◆ Excerpted passage
--- BEGIN ---

Simplify host networking with Network ATC

Applies to: Azure Stack HCI, version 21H2 Preview

This article guides you through the key functions of using Network ATC, which simplifies the deployment and network configuration management for Azure Stack HCI clusters. This provides an intent-based approach to host network deployment. By specifying one or more intents (management, compute, or storage) for a network adapter, you can automate the deployment of the intended configuration.

If you have feedback or encounter any issues, review the Requirements and best practices section, check the Network ATC event log, and work with your Microsoft support team.

Overview

Deployment and operation of Azure Stack HCI networking can be a complex and error-prone process. Due to the configuration flexibility provided with the host networking stack, there are many moving parts that can be easily misconfigured or overlooked. Staying up to date with the latest best practices is also a challenge as improvements are continuously made to the underlying technologies. Additionally, configuration consistency across HCI cluster nodes is important as it leads to a more reliable experience.

Network ATC can help:

  • Reduce host networking deployment time, complexity, and errors
  • Deploy the latest Microsoft validated and supported best practices
  • Ensure configuration consistency across the cluster
  • Eliminate configuration drift

Definitions

Here is some new terminology:

Intent: An intent is a definition of how you intend to use the physical adapters in your system. An intent has a friendly name, identifies one or more physical adapters, and includes one or more intent types.

--- END ---

◆ Data shown
--- BEGIN ---

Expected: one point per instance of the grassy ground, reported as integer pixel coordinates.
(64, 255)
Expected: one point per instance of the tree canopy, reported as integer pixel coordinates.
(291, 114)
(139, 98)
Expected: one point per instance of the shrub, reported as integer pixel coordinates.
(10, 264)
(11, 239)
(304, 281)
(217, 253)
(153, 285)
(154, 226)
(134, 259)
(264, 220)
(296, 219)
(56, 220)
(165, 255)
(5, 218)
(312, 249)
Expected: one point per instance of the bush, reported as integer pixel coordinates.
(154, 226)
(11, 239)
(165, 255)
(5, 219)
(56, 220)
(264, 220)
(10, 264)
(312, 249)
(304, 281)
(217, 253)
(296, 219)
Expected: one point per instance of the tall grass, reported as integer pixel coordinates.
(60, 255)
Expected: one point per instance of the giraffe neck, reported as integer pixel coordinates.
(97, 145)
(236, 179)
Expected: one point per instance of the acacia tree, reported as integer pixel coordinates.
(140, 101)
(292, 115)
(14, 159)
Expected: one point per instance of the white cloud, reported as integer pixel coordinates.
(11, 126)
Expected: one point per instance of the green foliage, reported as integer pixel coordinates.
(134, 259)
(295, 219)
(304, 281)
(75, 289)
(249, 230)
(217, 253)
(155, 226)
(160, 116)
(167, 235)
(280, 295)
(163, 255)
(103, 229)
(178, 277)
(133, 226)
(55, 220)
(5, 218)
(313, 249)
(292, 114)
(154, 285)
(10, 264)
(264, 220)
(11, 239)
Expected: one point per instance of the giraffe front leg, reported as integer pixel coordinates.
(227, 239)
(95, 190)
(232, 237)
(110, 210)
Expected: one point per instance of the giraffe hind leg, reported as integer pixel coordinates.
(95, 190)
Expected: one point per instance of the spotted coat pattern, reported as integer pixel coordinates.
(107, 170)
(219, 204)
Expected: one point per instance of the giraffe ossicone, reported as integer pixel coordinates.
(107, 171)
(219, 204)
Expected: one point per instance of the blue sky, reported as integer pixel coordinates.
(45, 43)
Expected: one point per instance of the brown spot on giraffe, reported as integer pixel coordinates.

--- END ---

◆ Task list
**1)** Print the Network ATC article starting at "Applies to: Azure" and ending at "Microsoft support team.".
**2)** Answer these questions from the Network ATC article:
(a) To which product and version does the article apply?
(b) Which three intent types does it list for a network adapter?
(c) According to its definition, what three things does an intent have, identify, or include?

◆ Expected outputs
**1)**
Applies to: Azure Stack HCI, version 21H2 Preview

This article guides you through the key functions of using Network ATC, which simplifies the deployment and network configuration management for Azure Stack HCI clusters. This provides an intent-based approach to host network deployment. By specifying one or more intents (management, compute, or storage) for a network adapter, you can automate the deployment of the intended configuration.

If you have feedback or encounter any issues, review the Requirements and best practices section, check the Network ATC event log, and work with your Microsoft support team.

**2)**
(a) Azure Stack HCI, version 21H2 Preview.
(b) Management, compute, and storage.
(c) A friendly name, one or more physical adapters, and one or more intent types.